Tasks:
1. Please copy the sake documentation from "This sake_db object" up to and including "10, 329_034, 1_200_340)".
2. Using the sake documentation, answer these:
(a) By default, how many threads does the sake_db object use?
(b) What value is given to annotations_path in the example with optional arguments?
(c) Sake Request is a wrapper around what?
3. Pick up the sake documentation after its last line and carry it on.

Source text:

Sake Request¶

Offers an object and some function to help user to interogate sake.

It's a wrapper around duckdb and thriller functions, so if sake_request doesn't meet your needs, feel free to draw inspiration from it.

Create request object¶

import pathlib
import sake

sake_path = pathlib.Path("/path/to/your/sake")

sake_db = sake.Sake(sake_path)

sake_db object store: - path usefull for sake request - number of thread could be use, by default it's set to value return by os.cpu_count() - if you want activate tqdm or not, by default not - an object db to store duckdb connection

sake_db = sake.Sake(
    # mandatory argument
    sake_path,
    # optional argument
    threads=3,
    activate_tqdm=True,
    # overwrite annotations_path
    annotations_path="my_annotations"
)

This sake_db object use 3 thread, activate tqdm progress bar, and annotations path are sake_path / "my_annotations" instead of default value.

Get variants from a genomic region¶

df = sake_db.get_interval("germline", 10, 329_034, 1_200_340)

Data:
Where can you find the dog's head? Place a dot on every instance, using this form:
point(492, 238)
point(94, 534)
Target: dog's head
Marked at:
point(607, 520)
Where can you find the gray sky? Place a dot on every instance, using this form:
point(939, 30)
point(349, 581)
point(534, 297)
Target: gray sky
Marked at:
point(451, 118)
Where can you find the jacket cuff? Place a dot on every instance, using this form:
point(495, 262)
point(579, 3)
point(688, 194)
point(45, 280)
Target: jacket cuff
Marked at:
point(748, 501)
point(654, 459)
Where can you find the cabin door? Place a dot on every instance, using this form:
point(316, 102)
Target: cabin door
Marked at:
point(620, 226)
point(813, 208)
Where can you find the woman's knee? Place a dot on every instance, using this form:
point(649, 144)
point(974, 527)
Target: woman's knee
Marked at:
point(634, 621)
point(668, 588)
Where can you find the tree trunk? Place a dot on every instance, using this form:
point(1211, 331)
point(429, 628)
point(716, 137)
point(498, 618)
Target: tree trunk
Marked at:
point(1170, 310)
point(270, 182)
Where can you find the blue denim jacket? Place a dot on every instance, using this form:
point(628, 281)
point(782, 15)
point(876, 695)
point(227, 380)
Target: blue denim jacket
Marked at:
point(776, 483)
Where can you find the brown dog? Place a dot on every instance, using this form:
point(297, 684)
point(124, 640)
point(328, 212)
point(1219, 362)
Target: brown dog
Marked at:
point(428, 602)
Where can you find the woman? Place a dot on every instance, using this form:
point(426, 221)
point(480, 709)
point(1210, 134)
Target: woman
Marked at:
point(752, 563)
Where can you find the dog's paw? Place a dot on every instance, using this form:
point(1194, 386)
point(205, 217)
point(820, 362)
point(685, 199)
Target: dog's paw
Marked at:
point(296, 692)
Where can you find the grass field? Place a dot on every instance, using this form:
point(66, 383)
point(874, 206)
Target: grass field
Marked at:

Task-by-task outputs:
1.
This sake_db object use 3 thread, activate tqdm progress bar, and annotations path are sake_path / "my_annotations" instead of default value.

Get variants from a genomic region¶

df = sake_db.get_interval("germline", 10, 329_034, 1_200_340)

2.
(a) The value returned by os.cpu_count().
(b) "my_annotations".
(c) Duckdb and thriller functions.

3.
df is a polars.DataFrame you can make conversion to and from pandas with to_pandas() and from_pandas(). The result contains chr, pos, ref and alt column that are the minimum to define a variant and also a id it's a sake almost unique variants id.

If you have multiple region you could run this:

target_chrs = ["1", "2", "3"]
target_start = [10_000, 40_232, 80_000]
target_stop = [199_232, 50_123, 800_000]

df = sake_db.get_intervals(
    "germline",
    target_chrs,
    target_start,
    target_stop
)

You can see get_intervals as just a loop of get_interval.

Get variants from prescription¶

df = sake_db.get_variant_of_prescription("AAAA", "germline")

DataFrame contains all variants(id, chr, pos, …) and genotype (gt, ad, …) information of prescription AAAA in germline dataset.

Get variants from an annotations¶

df = sake_db.get_annotations("clinvar", "20241103", "germline")

DataFrame contains all variants(id, chr, pos, …) and annotations information. By default columns are rename with annotations name as prefix, add rename_column=False in call to change this behavior. If you want just some column use select_columns parameter, use original name without prefix.

Add variants to a dataframe¶

Your dataframe must contains id column (see variants).

df = sake_db.add_variants(df, "germline")

Now df store variants imformation: - chr: chromosome name - pos: position of variant - ref: reference sequence - alt: alternative sequence

Add genotypes to variants¶

Your dataframe must contains id column (see variants).

df = sake_db.add_genotypes(df, "germline")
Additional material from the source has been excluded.